### WORK REQUEST
Where the line with "Write each point like <point>385,18</point>." appears below, start writing out lines exactly, and finish with the line with "Write each point like <point>46,392</point>.", which is included; write out nothing else.

### RECORDED DATA
---

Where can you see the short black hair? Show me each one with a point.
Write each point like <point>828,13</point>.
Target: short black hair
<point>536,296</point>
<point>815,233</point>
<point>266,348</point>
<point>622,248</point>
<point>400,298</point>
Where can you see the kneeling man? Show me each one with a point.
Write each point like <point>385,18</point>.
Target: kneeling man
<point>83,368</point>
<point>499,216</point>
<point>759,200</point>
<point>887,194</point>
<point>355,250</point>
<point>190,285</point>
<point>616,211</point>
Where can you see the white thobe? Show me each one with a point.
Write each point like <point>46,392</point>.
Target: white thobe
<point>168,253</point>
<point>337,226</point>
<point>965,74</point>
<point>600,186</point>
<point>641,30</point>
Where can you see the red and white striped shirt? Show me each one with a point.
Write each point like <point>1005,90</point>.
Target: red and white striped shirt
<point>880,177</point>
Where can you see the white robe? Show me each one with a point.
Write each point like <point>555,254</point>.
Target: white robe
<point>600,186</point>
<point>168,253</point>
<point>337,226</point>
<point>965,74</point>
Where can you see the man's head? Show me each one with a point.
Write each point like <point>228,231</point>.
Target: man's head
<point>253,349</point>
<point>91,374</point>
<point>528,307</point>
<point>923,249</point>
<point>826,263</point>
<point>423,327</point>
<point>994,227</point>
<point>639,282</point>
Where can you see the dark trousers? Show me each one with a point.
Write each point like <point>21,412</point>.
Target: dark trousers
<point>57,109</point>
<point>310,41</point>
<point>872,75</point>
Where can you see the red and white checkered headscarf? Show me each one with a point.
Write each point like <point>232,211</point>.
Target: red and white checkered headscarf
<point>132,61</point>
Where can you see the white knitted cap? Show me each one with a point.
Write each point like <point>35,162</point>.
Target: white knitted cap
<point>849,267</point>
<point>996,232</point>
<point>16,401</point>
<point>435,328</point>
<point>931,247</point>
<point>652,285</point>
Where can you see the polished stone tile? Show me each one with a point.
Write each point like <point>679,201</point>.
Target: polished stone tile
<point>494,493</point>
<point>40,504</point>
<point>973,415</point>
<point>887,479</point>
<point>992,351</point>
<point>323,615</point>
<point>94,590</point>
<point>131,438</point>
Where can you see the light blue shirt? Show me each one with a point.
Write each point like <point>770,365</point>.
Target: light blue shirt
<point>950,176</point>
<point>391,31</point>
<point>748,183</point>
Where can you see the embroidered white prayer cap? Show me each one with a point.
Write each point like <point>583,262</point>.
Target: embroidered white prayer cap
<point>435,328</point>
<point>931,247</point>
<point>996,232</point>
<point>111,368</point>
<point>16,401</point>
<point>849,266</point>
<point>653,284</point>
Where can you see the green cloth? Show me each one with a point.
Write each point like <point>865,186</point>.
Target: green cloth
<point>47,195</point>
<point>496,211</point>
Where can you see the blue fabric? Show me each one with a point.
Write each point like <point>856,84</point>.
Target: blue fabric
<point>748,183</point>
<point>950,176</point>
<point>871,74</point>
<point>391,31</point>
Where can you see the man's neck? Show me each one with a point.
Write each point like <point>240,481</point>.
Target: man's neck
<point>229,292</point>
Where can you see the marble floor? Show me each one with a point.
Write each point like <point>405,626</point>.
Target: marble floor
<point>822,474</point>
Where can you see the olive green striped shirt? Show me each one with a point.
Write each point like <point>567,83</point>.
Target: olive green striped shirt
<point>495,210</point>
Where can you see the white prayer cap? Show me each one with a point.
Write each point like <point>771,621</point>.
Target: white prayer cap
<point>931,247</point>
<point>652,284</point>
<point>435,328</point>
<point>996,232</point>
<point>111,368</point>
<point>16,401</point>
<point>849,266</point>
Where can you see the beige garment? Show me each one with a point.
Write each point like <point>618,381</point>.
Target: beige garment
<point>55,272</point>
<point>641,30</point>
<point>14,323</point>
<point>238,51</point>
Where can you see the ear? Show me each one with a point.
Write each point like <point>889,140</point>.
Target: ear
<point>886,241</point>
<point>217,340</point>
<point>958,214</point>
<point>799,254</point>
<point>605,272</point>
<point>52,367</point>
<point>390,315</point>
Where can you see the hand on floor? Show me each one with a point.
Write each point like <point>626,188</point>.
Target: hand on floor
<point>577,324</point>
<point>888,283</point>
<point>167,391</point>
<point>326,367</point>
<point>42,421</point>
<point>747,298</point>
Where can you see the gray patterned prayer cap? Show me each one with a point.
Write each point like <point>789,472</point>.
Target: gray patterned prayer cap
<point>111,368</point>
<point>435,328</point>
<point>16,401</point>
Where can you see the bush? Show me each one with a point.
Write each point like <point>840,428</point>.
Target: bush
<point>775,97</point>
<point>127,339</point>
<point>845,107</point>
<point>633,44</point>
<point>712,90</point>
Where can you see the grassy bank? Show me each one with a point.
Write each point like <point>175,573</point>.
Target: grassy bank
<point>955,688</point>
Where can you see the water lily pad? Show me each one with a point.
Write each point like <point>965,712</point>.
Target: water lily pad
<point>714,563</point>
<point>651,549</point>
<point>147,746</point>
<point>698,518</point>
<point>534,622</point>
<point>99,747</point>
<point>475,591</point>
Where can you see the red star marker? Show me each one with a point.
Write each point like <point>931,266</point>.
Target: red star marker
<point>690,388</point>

---

### REPLY TO THE EXERCISE
Write each point like <point>385,18</point>.
Target: kneeling man
<point>83,368</point>
<point>499,216</point>
<point>759,200</point>
<point>887,194</point>
<point>355,250</point>
<point>190,285</point>
<point>616,211</point>
Where can you see the white thobe? Show me each one with a point.
Write each point like <point>46,392</point>.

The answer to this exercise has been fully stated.